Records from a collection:
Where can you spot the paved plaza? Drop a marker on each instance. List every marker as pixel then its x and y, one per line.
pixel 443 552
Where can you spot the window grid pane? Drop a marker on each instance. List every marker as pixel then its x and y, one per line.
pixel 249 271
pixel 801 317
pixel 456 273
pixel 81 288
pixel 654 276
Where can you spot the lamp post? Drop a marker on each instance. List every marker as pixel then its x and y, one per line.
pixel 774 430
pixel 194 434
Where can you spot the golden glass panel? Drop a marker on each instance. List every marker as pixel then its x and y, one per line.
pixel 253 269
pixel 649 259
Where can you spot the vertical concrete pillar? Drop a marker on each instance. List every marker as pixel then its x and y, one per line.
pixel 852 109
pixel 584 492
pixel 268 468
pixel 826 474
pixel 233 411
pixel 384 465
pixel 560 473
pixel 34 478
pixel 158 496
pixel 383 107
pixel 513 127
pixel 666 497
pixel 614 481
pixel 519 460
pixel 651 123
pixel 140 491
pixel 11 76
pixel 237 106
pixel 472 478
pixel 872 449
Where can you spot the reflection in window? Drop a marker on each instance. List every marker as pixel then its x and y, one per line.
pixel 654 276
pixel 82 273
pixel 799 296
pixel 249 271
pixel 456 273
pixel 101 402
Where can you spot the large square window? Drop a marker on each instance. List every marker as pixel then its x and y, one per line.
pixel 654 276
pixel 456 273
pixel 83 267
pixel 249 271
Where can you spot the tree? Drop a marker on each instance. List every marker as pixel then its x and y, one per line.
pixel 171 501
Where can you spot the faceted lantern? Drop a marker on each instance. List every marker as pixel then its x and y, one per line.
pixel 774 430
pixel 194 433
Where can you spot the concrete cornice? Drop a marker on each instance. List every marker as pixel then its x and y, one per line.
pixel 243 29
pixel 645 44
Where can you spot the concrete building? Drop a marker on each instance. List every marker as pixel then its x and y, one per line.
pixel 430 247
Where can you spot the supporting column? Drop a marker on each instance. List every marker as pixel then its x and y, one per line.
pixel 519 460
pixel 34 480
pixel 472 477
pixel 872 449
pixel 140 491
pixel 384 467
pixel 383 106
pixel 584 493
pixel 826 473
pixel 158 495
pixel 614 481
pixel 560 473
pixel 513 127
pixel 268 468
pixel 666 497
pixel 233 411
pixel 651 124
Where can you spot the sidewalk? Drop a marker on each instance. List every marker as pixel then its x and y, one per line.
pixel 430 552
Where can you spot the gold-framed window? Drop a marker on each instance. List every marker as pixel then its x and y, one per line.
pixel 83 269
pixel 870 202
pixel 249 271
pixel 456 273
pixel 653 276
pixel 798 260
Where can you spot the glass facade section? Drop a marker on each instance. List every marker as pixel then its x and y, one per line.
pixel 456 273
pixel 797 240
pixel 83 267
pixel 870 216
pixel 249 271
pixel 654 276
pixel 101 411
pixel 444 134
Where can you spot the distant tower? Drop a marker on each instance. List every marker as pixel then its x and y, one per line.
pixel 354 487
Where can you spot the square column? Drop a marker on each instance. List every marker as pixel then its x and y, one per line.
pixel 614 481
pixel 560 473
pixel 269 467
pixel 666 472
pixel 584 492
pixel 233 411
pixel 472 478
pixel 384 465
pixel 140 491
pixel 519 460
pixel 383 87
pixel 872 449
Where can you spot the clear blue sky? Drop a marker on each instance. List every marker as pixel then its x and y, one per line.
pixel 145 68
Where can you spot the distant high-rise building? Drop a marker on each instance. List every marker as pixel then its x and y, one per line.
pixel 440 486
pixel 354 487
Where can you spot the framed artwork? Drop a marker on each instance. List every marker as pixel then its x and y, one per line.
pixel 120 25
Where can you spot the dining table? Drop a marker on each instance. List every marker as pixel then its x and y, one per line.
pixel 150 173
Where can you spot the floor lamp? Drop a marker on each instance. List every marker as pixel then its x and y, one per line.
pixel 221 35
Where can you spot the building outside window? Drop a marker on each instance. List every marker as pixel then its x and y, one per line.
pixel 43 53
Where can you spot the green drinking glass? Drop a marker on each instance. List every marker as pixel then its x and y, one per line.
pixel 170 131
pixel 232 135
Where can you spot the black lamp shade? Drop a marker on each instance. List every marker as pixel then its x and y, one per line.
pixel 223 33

Goal: Please give the stretch from the line containing "Where can you spot the vertical" through the line containing "pixel 383 107" again, swapping "pillar" for "column" and keeping everything else unchanged.

Solution to the exercise:
Where can you spot the vertical concrete column? Drop a marker on each instance. List every marker as pixel then its x and y, one per line.
pixel 852 109
pixel 584 492
pixel 268 468
pixel 826 474
pixel 233 411
pixel 384 465
pixel 560 473
pixel 34 478
pixel 158 496
pixel 383 107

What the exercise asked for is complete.